#### Supplied entries ####

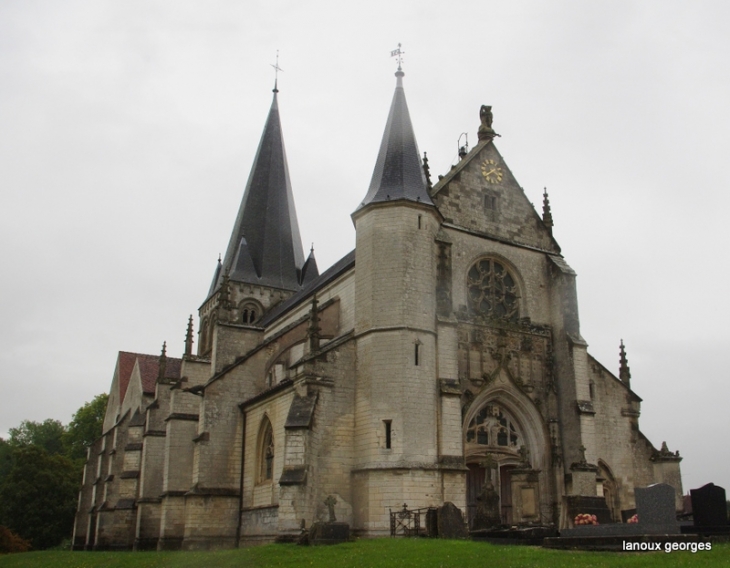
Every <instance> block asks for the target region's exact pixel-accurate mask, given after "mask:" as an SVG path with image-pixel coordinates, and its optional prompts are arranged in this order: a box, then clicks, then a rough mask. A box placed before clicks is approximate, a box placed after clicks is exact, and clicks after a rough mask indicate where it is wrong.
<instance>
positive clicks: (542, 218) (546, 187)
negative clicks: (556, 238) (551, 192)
mask: <svg viewBox="0 0 730 568" xmlns="http://www.w3.org/2000/svg"><path fill="white" fill-rule="evenodd" d="M542 222H543V223H545V226H546V227H547V228H548V229H549V230H550V234H552V233H553V214H552V212H551V211H550V198H549V197H548V194H547V187H545V188H543V194H542Z"/></svg>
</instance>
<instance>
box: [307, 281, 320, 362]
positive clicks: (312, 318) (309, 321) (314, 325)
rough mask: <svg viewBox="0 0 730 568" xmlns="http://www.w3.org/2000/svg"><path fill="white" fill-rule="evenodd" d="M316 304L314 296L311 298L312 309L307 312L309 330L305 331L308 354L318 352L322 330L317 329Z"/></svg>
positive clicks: (317, 318) (317, 328)
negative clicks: (307, 340)
mask: <svg viewBox="0 0 730 568" xmlns="http://www.w3.org/2000/svg"><path fill="white" fill-rule="evenodd" d="M318 304H319V301H318V300H317V294H314V295H313V296H312V309H311V310H310V312H309V328H308V329H307V335H308V336H309V351H310V353H314V352H315V351H319V340H320V335H319V332H320V331H321V330H322V328H321V327H319V312H318V311H317V305H318Z"/></svg>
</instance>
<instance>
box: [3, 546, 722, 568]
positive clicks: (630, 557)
mask: <svg viewBox="0 0 730 568" xmlns="http://www.w3.org/2000/svg"><path fill="white" fill-rule="evenodd" d="M46 566H52V567H54V568H56V567H58V568H117V567H118V568H132V567H134V568H199V567H205V568H207V567H213V568H217V567H221V568H223V567H229V566H230V567H234V566H235V567H237V568H240V567H242V566H245V567H247V568H248V567H262V568H263V567H268V566H277V567H278V566H281V567H287V566H291V567H300V566H317V567H328V566H331V567H333V568H335V567H336V568H349V567H352V568H361V567H362V568H364V567H369V566H378V567H380V566H383V567H398V568H406V567H414V568H416V567H421V566H438V567H447V566H448V567H451V566H453V567H454V568H457V567H458V568H471V567H474V568H477V567H479V568H484V567H485V566H499V567H500V568H511V567H519V568H529V567H533V566H534V567H545V566H549V567H550V568H553V567H556V568H559V567H576V568H578V567H580V568H592V567H603V566H608V567H612V566H616V567H618V566H621V567H629V568H632V567H637V568H638V567H652V566H661V567H674V566H730V544H715V545H713V549H712V550H711V551H709V552H707V551H702V552H697V553H696V554H692V553H691V552H672V553H670V554H665V553H664V552H659V553H644V554H628V553H601V552H563V551H554V550H543V549H541V548H534V547H523V546H496V545H490V544H483V543H477V542H470V541H454V540H452V541H443V540H442V541H439V540H426V539H418V540H415V539H379V540H362V541H359V542H354V543H348V544H340V545H337V546H329V547H324V546H320V547H300V546H296V545H283V544H277V545H266V546H259V547H254V548H246V549H240V550H224V551H218V552H135V553H130V552H120V553H119V552H118V553H112V552H56V551H46V552H28V553H24V554H9V555H6V556H0V568H6V567H7V568H10V567H13V568H31V567H33V568H35V567H46Z"/></svg>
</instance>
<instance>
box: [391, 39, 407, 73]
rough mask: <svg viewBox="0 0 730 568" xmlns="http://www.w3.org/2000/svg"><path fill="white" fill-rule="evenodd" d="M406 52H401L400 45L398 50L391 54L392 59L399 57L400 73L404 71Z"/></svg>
mask: <svg viewBox="0 0 730 568" xmlns="http://www.w3.org/2000/svg"><path fill="white" fill-rule="evenodd" d="M404 53H405V51H403V50H401V48H400V44H398V49H394V50H392V51H391V52H390V56H391V57H397V58H398V59H396V61H398V71H403V69H402V67H401V65H402V64H403V54H404Z"/></svg>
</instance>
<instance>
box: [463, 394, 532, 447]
mask: <svg viewBox="0 0 730 568" xmlns="http://www.w3.org/2000/svg"><path fill="white" fill-rule="evenodd" d="M466 441H467V443H472V444H479V445H482V446H502V447H504V448H510V449H513V450H517V449H518V448H519V447H520V446H522V445H523V443H524V442H523V441H522V436H520V434H519V432H518V431H517V428H516V427H515V424H514V422H513V421H512V419H511V418H510V417H509V415H507V414H506V413H505V412H504V411H503V410H502V409H501V408H500V407H499V406H497V405H496V404H487V405H486V406H485V407H484V408H482V409H481V410H480V411H479V414H477V415H476V416H475V417H474V418H472V421H471V422H470V423H469V427H468V428H467V429H466Z"/></svg>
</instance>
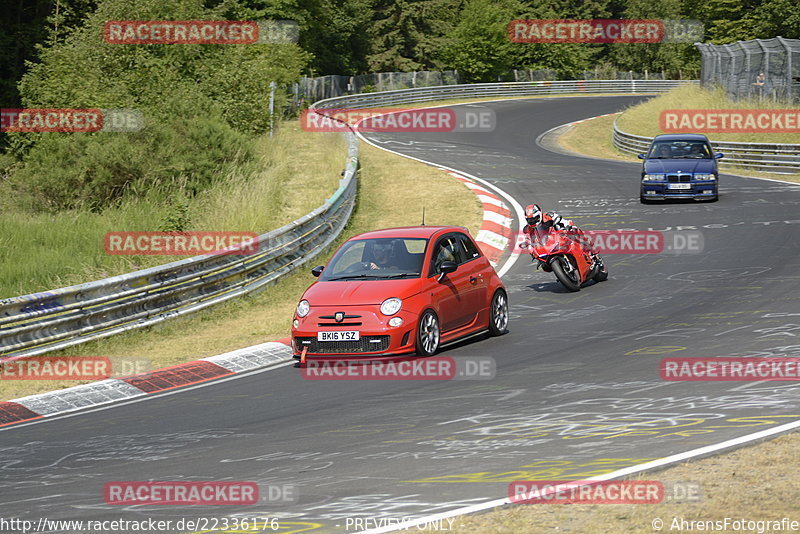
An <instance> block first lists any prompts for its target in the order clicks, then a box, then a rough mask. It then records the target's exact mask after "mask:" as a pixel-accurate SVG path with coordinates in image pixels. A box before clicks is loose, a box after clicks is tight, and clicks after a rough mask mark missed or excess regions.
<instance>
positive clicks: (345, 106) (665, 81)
mask: <svg viewBox="0 0 800 534" xmlns="http://www.w3.org/2000/svg"><path fill="white" fill-rule="evenodd" d="M687 83H693V84H696V83H697V81H696V80H569V81H537V82H510V83H475V84H464V85H440V86H437V87H418V88H416V89H399V90H396V91H382V92H380V93H362V94H358V95H345V96H338V97H335V98H329V99H327V100H320V101H319V102H317V103H316V104H314V107H315V108H316V109H323V108H369V107H377V106H386V105H398V104H414V103H417V102H431V101H437V100H448V99H454V98H483V97H487V98H502V97H509V98H511V97H520V96H544V95H565V94H577V95H581V94H591V93H612V94H613V93H620V94H627V93H661V92H665V91H669V90H670V89H673V88H675V87H678V86H679V85H684V84H687Z"/></svg>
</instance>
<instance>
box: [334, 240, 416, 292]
mask: <svg viewBox="0 0 800 534" xmlns="http://www.w3.org/2000/svg"><path fill="white" fill-rule="evenodd" d="M427 244H428V240H427V239H420V238H408V237H392V238H380V239H357V240H354V241H348V242H347V243H345V244H344V245H343V246H342V248H341V249H339V251H338V252H336V254H335V255H334V256H333V258H331V261H330V262H328V265H327V266H326V267H325V270H324V271H322V276H320V280H327V281H335V280H387V279H400V278H419V276H420V273H421V272H422V260H423V258H424V256H425V247H426V246H427Z"/></svg>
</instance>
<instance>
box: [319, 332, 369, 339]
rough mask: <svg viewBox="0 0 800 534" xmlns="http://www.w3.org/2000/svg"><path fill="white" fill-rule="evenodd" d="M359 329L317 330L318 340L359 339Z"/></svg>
mask: <svg viewBox="0 0 800 534" xmlns="http://www.w3.org/2000/svg"><path fill="white" fill-rule="evenodd" d="M359 337H360V336H359V331H358V330H336V331H334V332H317V341H358V340H359Z"/></svg>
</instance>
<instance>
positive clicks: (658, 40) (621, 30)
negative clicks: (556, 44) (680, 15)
mask: <svg viewBox="0 0 800 534" xmlns="http://www.w3.org/2000/svg"><path fill="white" fill-rule="evenodd" d="M703 35H704V26H703V23H702V22H700V21H699V20H689V19H684V20H671V19H646V20H633V19H585V20H575V19H528V20H512V21H511V22H509V24H508V37H509V39H510V40H511V41H512V42H515V43H627V44H631V43H694V42H697V41H702V40H703Z"/></svg>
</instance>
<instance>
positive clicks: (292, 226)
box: [0, 133, 358, 358]
mask: <svg viewBox="0 0 800 534" xmlns="http://www.w3.org/2000/svg"><path fill="white" fill-rule="evenodd" d="M346 135H347V136H348V157H347V165H346V168H345V171H344V177H343V178H342V179H341V180H340V181H339V188H338V189H337V190H336V192H335V193H334V194H333V195H332V196H331V197H330V198H329V199H328V200H327V201H325V203H324V204H323V205H322V206H320V207H318V208H317V209H315V210H314V211H312V212H311V213H308V214H307V215H305V216H303V217H301V218H299V219H297V220H295V221H293V222H291V223H289V224H287V225H285V226H283V227H281V228H278V229H277V230H273V231H271V232H267V233H265V234H262V235H260V236H259V237H258V251H257V252H256V253H255V254H249V255H222V254H216V255H214V254H209V255H203V256H195V257H192V258H187V259H185V260H181V261H177V262H173V263H168V264H165V265H160V266H158V267H153V268H150V269H144V270H141V271H136V272H133V273H128V274H124V275H120V276H115V277H112V278H106V279H103V280H98V281H96V282H89V283H86V284H80V285H76V286H71V287H65V288H62V289H56V290H53V291H45V292H42V293H34V294H31V295H24V296H21V297H13V298H8V299H3V300H0V356H2V357H3V358H8V357H17V356H33V355H36V354H41V353H44V352H48V351H51V350H56V349H63V348H66V347H69V346H72V345H76V344H78V343H83V342H86V341H89V340H91V339H98V338H102V337H107V336H110V335H113V334H117V333H120V332H124V331H126V330H131V329H134V328H141V327H144V326H150V325H152V324H155V323H158V322H160V321H163V320H165V319H168V318H170V317H176V316H179V315H185V314H188V313H192V312H195V311H198V310H201V309H203V308H205V307H207V306H211V305H212V304H217V303H220V302H224V301H226V300H228V299H231V298H234V297H237V296H240V295H244V294H247V293H253V292H255V291H258V290H260V289H263V288H264V287H265V286H266V285H267V284H269V283H270V282H273V281H274V280H276V279H277V278H278V277H280V276H282V275H284V274H286V273H288V272H290V271H292V270H293V269H296V268H297V267H299V266H301V265H303V264H305V263H307V262H308V261H309V260H311V259H312V258H314V257H315V256H316V255H317V254H319V253H320V252H321V251H322V250H324V249H325V248H326V247H327V246H328V245H330V244H331V243H332V242H333V241H334V240H335V239H336V238H337V237H338V236H339V234H340V233H341V231H342V229H343V228H344V226H345V224H346V223H347V221H348V220H349V219H350V214H351V213H352V211H353V207H354V204H355V198H356V187H357V183H356V180H357V178H356V173H357V166H358V141H357V139H356V137H355V135H354V134H352V133H348V134H346Z"/></svg>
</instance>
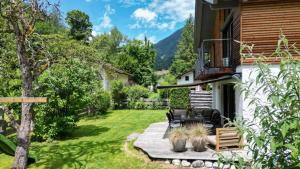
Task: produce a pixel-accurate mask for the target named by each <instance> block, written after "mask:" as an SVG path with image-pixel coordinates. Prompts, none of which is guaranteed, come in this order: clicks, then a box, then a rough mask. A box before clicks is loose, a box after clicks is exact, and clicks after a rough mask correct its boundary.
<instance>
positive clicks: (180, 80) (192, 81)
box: [177, 69, 195, 85]
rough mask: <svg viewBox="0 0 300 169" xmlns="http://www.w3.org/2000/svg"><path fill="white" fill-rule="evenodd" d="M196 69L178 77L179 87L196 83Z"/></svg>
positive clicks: (187, 72) (178, 76)
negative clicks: (194, 81) (194, 73)
mask: <svg viewBox="0 0 300 169" xmlns="http://www.w3.org/2000/svg"><path fill="white" fill-rule="evenodd" d="M194 77H195V76H194V69H192V70H189V71H186V72H184V73H182V74H181V75H179V76H177V85H182V84H191V83H194Z"/></svg>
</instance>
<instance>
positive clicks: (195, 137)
mask: <svg viewBox="0 0 300 169" xmlns="http://www.w3.org/2000/svg"><path fill="white" fill-rule="evenodd" d="M207 135H208V131H207V129H206V128H205V127H204V126H203V125H202V124H196V125H193V126H192V127H191V129H190V130H189V137H190V140H191V143H192V146H193V149H194V151H197V152H202V151H205V150H206V144H207V142H208V139H207Z"/></svg>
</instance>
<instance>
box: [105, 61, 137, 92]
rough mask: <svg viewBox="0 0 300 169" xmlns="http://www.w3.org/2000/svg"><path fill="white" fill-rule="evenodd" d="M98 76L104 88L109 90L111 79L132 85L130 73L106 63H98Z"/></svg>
mask: <svg viewBox="0 0 300 169" xmlns="http://www.w3.org/2000/svg"><path fill="white" fill-rule="evenodd" d="M100 78H101V80H102V85H103V89H104V90H110V88H111V82H112V81H113V80H120V81H122V82H123V83H124V85H132V84H133V83H134V82H133V81H132V75H131V74H129V73H127V72H125V71H123V70H120V69H118V68H115V67H114V66H112V65H111V64H108V63H100Z"/></svg>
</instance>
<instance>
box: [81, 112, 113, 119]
mask: <svg viewBox="0 0 300 169" xmlns="http://www.w3.org/2000/svg"><path fill="white" fill-rule="evenodd" d="M112 113H113V112H112V111H107V112H101V113H99V114H95V115H92V116H87V115H83V116H81V119H84V120H95V119H106V118H107V117H109V116H110V115H111V114H112Z"/></svg>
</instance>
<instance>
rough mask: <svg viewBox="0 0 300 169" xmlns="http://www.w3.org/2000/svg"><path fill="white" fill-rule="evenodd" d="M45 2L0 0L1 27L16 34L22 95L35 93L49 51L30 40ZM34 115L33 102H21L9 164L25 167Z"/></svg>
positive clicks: (26, 95)
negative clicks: (11, 158)
mask: <svg viewBox="0 0 300 169" xmlns="http://www.w3.org/2000/svg"><path fill="white" fill-rule="evenodd" d="M46 4H47V5H48V2H46V1H38V0H31V1H22V0H2V1H0V15H1V16H2V18H3V19H4V22H5V23H6V24H5V25H6V28H4V29H5V30H3V31H6V32H11V33H13V34H14V36H15V42H16V54H17V56H18V60H19V68H20V74H21V79H22V96H23V97H32V96H37V94H38V88H39V85H38V83H37V82H38V78H39V75H40V74H41V73H42V72H43V71H44V70H45V69H47V68H48V66H49V64H48V63H49V58H48V57H47V56H48V55H45V53H43V49H44V47H46V46H43V45H41V44H39V43H36V44H34V43H32V40H34V30H35V24H36V21H37V19H38V18H39V15H40V14H41V13H44V12H43V10H45V9H46V8H47V6H46ZM32 38H33V39H32ZM35 40H37V39H35ZM33 46H35V47H33ZM42 53H43V54H42ZM33 116H34V115H33V104H32V103H22V114H21V124H20V125H19V126H17V128H16V130H17V148H16V153H15V160H14V163H13V166H12V168H18V169H24V168H26V165H27V159H28V151H29V146H30V135H31V134H30V133H31V132H32V128H33V127H34V121H33Z"/></svg>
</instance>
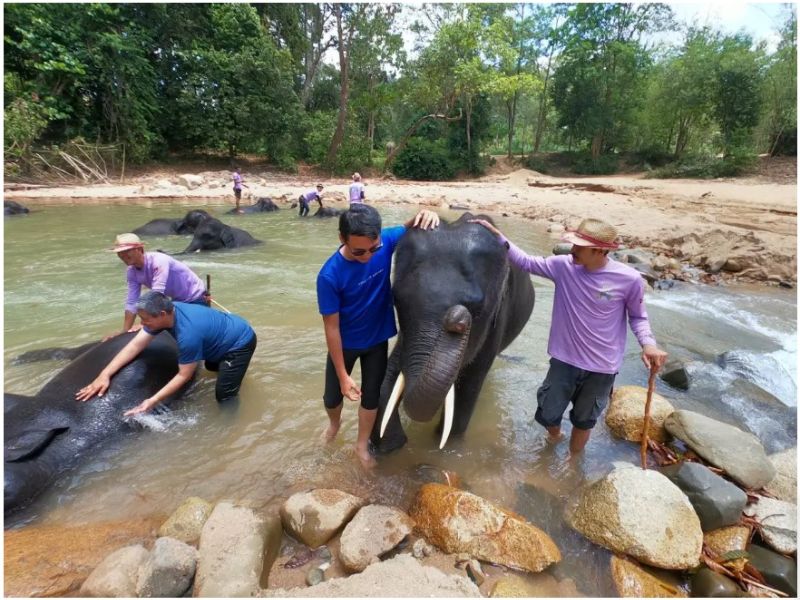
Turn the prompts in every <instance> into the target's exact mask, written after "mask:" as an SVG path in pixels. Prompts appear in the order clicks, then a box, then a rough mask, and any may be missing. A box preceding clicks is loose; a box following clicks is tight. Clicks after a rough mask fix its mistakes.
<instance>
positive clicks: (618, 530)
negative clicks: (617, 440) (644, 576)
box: [565, 466, 703, 569]
mask: <svg viewBox="0 0 800 600" xmlns="http://www.w3.org/2000/svg"><path fill="white" fill-rule="evenodd" d="M565 517H566V520H567V523H569V525H570V526H571V527H572V528H573V529H575V530H576V531H578V532H579V533H582V534H583V535H585V536H586V537H587V538H589V539H590V540H591V541H593V542H594V543H595V544H598V545H600V546H603V547H604V548H608V549H609V550H613V551H615V552H621V553H623V554H628V555H629V556H632V557H634V558H636V559H637V560H639V561H641V562H643V563H646V564H648V565H651V566H654V567H660V568H662V569H689V568H692V567H695V566H697V564H698V563H699V561H700V551H701V549H702V545H703V531H702V529H701V527H700V519H698V517H697V514H696V513H695V512H694V508H693V507H692V505H691V503H690V502H689V499H688V498H687V497H686V495H685V494H684V493H683V492H682V491H681V490H680V489H679V488H678V487H677V486H676V485H675V484H674V483H672V482H671V481H670V480H669V479H667V477H665V476H664V475H662V474H661V473H659V472H657V471H652V470H651V471H644V470H642V469H639V468H637V467H633V466H630V467H621V468H617V469H615V470H613V471H612V472H611V473H609V474H608V475H606V476H605V477H604V478H603V479H601V480H599V481H597V482H596V483H594V484H592V485H589V486H588V487H585V488H583V489H581V490H579V491H578V493H577V497H576V498H575V499H574V500H573V501H572V502H571V503H570V504H569V505H568V506H567V510H566V514H565Z"/></svg>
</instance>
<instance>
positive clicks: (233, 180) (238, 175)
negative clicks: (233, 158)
mask: <svg viewBox="0 0 800 600" xmlns="http://www.w3.org/2000/svg"><path fill="white" fill-rule="evenodd" d="M242 186H244V187H246V188H247V189H248V190H249V189H250V187H249V186H248V185H247V184H246V183H245V182H244V181H243V180H242V170H241V168H239V167H236V169H235V170H234V172H233V195H234V197H235V198H236V209H235V210H236V212H237V213H241V212H242V209H241V208H239V203H240V202H241V200H242Z"/></svg>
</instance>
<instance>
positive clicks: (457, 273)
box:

####

What to do.
What should come out is the exact run of lines from the one holding "negative clicks: (617, 440) (644, 576)" through the end of the records above, and nothing besides.

Result.
negative clicks: (617, 440) (644, 576)
box: [565, 466, 703, 569]
mask: <svg viewBox="0 0 800 600" xmlns="http://www.w3.org/2000/svg"><path fill="white" fill-rule="evenodd" d="M565 517H566V520H567V523H569V525H570V526H571V527H572V528H573V529H575V530H576V531H578V532H579V533H582V534H583V535H585V536H586V537H587V538H589V539H590V540H591V541H593V542H594V543H595V544H598V545H600V546H603V547H604V548H608V549H609V550H613V551H615V552H621V553H623V554H628V555H629V556H632V557H634V558H636V559H637V560H639V561H641V562H643V563H646V564H648V565H651V566H654V567H660V568H662V569H689V568H692V567H695V566H697V564H698V563H699V561H700V551H701V549H702V545H703V531H702V529H701V527H700V519H698V517H697V514H696V513H695V512H694V508H693V507H692V505H691V503H690V502H689V499H688V498H687V497H686V495H685V494H684V493H683V492H682V491H681V490H680V489H679V488H678V487H677V486H676V485H675V484H674V483H672V482H671V481H670V480H669V479H667V477H665V476H664V475H662V474H661V473H659V472H657V471H652V470H651V471H644V470H642V469H639V468H637V467H633V466H630V467H621V468H617V469H615V470H613V471H612V472H611V473H609V474H608V475H606V476H605V477H604V478H603V479H601V480H599V481H597V482H596V483H594V484H592V485H589V486H588V487H585V488H583V489H581V490H579V491H578V493H577V497H576V498H575V499H574V500H573V501H572V502H571V503H570V504H569V505H568V506H567V510H566V514H565Z"/></svg>
</instance>
<instance>
positive clicks: (233, 180) (238, 175)
negative clicks: (233, 158)
mask: <svg viewBox="0 0 800 600" xmlns="http://www.w3.org/2000/svg"><path fill="white" fill-rule="evenodd" d="M242 186H244V187H246V188H247V189H248V190H249V189H250V187H249V186H248V185H247V184H246V183H245V182H244V181H243V180H242V170H241V168H239V167H236V169H235V170H234V172H233V195H234V197H235V198H236V209H235V210H236V212H237V213H241V212H242V209H241V208H239V203H240V202H241V200H242Z"/></svg>
</instance>
<instance>
positive clicks: (457, 273)
box:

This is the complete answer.